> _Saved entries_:
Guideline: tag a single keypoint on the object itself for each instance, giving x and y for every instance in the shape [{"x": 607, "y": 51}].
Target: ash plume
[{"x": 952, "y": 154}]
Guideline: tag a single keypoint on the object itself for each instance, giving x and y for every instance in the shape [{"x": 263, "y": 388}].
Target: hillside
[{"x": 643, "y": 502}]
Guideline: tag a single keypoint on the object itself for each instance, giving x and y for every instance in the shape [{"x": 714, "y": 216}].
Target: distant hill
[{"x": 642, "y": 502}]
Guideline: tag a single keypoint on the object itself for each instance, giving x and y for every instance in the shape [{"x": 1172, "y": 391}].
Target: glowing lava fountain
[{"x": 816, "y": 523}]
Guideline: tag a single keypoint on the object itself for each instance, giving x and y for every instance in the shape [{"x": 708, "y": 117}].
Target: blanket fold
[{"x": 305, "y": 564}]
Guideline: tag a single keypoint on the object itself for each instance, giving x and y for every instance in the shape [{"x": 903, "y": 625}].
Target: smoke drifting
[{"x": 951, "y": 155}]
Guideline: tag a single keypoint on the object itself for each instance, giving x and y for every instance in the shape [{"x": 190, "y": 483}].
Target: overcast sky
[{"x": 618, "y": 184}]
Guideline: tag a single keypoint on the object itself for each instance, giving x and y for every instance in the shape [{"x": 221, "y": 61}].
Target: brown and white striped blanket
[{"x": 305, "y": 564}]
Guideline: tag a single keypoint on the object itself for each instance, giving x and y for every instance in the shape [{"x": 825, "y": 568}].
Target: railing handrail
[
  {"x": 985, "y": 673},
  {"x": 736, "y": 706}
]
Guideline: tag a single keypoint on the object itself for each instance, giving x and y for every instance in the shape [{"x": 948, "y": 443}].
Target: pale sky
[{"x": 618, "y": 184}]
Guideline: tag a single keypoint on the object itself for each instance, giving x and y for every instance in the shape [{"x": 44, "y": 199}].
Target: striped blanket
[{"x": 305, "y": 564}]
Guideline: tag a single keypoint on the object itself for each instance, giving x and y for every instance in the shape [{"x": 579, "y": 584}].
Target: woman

> _Activity_: The required result is an exact repeat of the records above from the line containing "Target: pale sky" to their final line.

> _Result of the task_:
Target: pale sky
[{"x": 618, "y": 184}]
Guideline: tag a single keypoint on the object itself for each instance, giving x and y for every instance in the shape [{"x": 44, "y": 199}].
Target: striped blanket
[{"x": 305, "y": 564}]
Guideline: tag a single keypoint on the object itself for each instance, giving x and y for every instance in the shape [{"x": 579, "y": 584}].
Target: woman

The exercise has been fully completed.